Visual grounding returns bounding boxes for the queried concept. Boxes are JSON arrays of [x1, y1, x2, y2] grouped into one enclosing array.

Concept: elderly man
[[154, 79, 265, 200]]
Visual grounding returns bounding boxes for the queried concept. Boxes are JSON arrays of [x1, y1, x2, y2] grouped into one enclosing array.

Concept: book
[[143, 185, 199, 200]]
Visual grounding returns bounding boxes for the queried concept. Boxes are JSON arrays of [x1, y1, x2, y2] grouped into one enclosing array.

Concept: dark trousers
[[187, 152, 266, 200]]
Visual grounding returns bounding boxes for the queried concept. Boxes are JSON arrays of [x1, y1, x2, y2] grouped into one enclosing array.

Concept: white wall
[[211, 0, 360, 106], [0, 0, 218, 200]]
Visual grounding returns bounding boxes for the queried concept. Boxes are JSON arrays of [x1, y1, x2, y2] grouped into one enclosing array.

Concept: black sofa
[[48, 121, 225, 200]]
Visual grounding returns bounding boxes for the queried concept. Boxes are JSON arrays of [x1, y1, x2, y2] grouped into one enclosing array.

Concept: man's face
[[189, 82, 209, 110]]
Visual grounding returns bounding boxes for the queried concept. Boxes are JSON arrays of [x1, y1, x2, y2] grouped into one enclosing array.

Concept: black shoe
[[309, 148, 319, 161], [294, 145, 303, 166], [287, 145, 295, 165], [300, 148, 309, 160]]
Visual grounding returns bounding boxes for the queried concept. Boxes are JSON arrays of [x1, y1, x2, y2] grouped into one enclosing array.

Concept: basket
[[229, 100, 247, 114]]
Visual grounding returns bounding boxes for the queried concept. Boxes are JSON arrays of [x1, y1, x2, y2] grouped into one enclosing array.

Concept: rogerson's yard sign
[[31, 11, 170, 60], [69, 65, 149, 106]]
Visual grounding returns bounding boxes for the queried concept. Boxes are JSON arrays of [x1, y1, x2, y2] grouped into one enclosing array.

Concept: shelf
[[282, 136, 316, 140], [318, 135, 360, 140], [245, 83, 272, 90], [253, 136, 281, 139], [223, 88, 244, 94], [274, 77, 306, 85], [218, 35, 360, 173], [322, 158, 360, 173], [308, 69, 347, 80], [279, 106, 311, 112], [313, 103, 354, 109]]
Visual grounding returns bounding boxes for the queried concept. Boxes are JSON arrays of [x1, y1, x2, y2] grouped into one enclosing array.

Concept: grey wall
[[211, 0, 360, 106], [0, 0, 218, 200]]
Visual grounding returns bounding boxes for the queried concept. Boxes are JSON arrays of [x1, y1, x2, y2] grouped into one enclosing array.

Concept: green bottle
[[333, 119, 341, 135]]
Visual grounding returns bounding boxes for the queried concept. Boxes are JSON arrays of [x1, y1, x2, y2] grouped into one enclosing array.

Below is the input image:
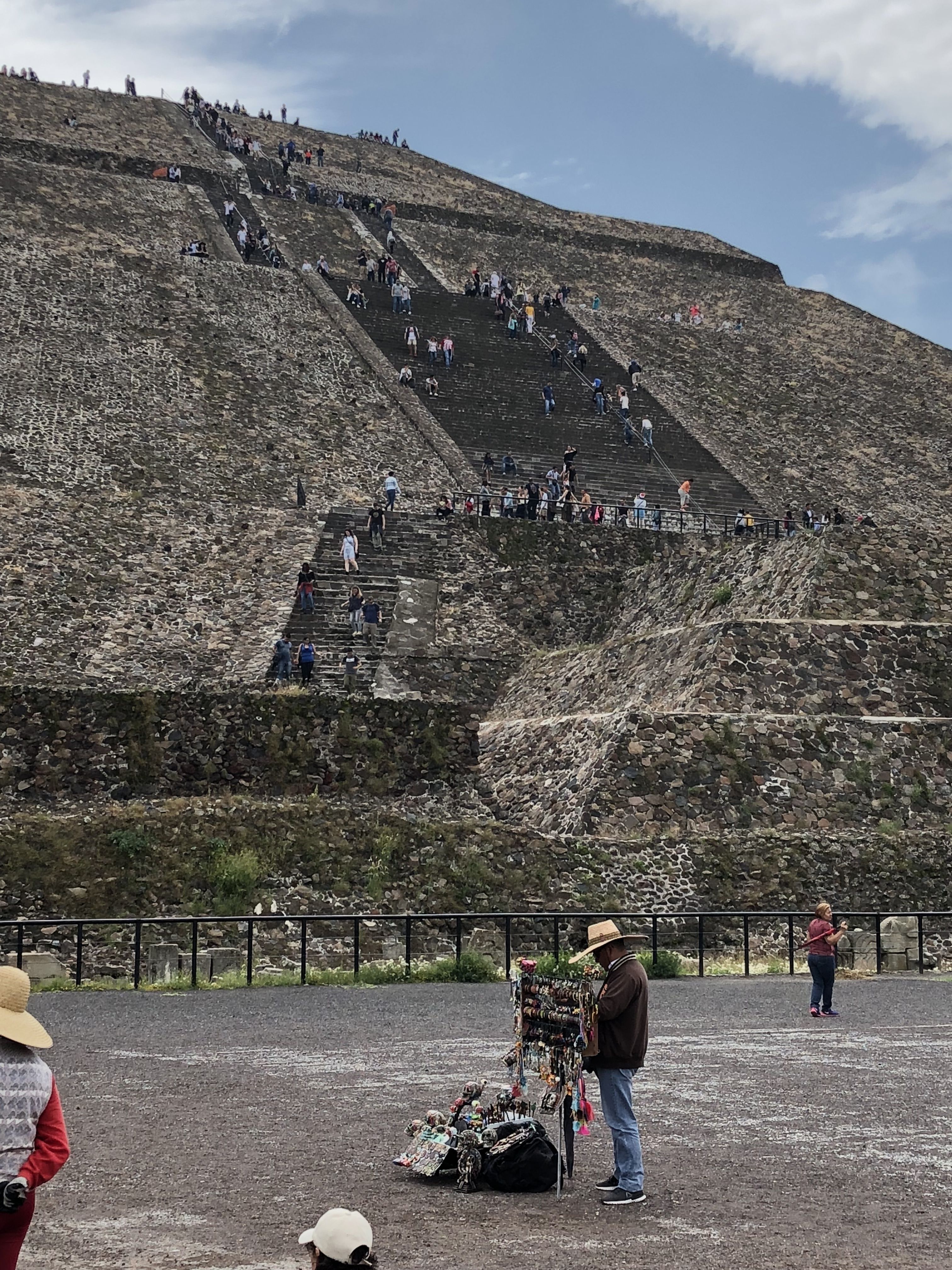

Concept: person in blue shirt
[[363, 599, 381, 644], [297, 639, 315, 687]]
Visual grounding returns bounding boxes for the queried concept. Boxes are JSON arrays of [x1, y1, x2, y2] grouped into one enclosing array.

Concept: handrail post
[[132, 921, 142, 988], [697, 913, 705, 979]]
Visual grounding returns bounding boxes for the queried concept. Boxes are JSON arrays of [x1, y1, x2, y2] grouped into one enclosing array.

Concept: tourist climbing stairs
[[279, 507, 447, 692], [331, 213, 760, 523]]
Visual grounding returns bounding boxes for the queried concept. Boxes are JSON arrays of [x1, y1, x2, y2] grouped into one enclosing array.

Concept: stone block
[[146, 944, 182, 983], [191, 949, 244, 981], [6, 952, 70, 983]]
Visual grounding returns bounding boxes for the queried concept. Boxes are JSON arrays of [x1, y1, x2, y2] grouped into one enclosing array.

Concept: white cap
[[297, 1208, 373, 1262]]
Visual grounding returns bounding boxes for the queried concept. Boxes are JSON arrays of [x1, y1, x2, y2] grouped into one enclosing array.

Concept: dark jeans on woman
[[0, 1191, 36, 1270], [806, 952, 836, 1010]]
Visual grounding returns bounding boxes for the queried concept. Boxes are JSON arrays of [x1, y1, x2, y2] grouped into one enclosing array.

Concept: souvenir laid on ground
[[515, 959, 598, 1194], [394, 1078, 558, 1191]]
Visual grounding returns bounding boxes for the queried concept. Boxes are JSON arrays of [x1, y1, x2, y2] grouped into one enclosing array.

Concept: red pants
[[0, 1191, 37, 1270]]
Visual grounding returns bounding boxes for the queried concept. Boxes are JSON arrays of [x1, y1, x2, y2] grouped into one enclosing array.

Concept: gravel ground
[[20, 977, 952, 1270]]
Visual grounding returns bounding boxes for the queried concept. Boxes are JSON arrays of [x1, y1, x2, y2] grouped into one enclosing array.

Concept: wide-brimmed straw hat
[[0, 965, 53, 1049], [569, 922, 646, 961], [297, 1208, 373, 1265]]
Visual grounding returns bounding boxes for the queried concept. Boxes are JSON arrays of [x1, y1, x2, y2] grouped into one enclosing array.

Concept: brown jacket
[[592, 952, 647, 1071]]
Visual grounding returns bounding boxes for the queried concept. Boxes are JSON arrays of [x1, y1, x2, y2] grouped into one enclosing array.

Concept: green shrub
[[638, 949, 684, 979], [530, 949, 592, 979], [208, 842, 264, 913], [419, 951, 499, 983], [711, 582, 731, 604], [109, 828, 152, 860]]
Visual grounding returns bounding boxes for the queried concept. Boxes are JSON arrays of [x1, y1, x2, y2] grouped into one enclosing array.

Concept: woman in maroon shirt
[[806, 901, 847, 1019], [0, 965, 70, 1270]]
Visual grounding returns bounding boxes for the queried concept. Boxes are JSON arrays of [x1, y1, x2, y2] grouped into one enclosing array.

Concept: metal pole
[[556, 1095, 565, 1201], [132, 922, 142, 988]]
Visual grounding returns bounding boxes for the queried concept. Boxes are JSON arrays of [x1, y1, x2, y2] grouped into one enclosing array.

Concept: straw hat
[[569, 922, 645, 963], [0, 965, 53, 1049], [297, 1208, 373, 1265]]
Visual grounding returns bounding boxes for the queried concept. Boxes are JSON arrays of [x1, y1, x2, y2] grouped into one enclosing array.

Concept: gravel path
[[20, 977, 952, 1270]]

==

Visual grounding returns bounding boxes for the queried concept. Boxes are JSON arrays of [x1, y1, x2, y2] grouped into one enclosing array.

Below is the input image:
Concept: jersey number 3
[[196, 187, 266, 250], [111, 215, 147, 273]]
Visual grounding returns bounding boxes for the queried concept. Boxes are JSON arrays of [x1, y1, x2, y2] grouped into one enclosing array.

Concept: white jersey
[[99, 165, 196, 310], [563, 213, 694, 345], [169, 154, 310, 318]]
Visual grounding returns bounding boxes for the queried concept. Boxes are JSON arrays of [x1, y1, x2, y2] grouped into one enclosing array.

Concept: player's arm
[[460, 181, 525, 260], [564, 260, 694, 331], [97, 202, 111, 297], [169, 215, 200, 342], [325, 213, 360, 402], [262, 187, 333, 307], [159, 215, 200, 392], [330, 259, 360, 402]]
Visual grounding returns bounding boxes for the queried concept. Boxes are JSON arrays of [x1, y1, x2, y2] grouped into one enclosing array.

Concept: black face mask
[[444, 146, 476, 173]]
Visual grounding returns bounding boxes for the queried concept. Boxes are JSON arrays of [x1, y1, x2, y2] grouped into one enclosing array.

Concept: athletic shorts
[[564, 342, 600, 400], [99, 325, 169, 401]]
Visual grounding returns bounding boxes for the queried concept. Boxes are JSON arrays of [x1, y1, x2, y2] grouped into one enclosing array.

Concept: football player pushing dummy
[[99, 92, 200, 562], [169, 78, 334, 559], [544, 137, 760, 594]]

---

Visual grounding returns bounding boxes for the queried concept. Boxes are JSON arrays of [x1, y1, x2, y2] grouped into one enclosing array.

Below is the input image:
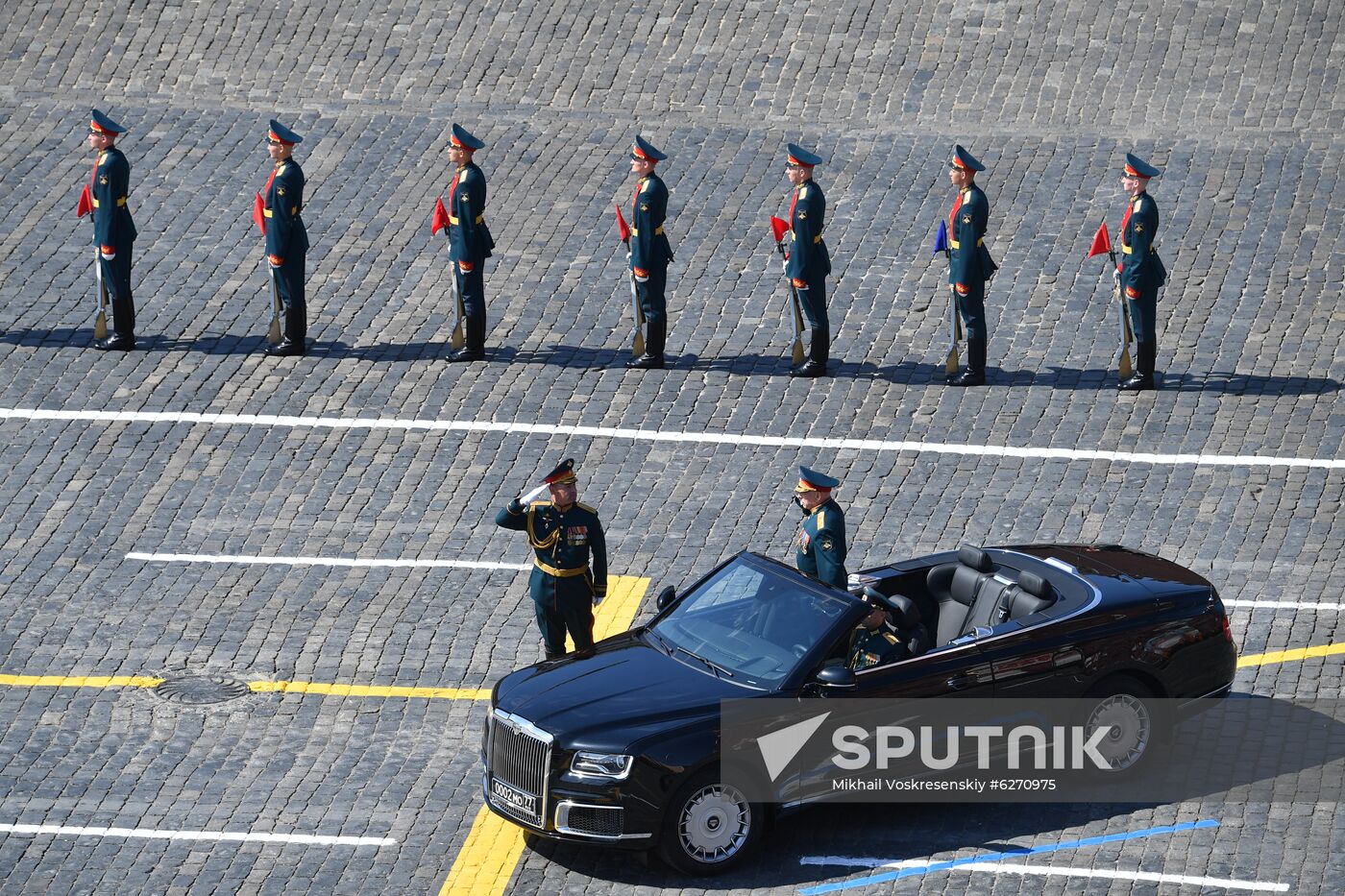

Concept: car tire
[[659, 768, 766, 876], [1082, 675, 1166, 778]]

* [TASK TO COMPLETE]: List every line in the blocks above that contains the string "gravel", copying each line in full. Case counts.

* [PROBLEM SOLUTION]:
Concept: gravel ground
Concept: gravel path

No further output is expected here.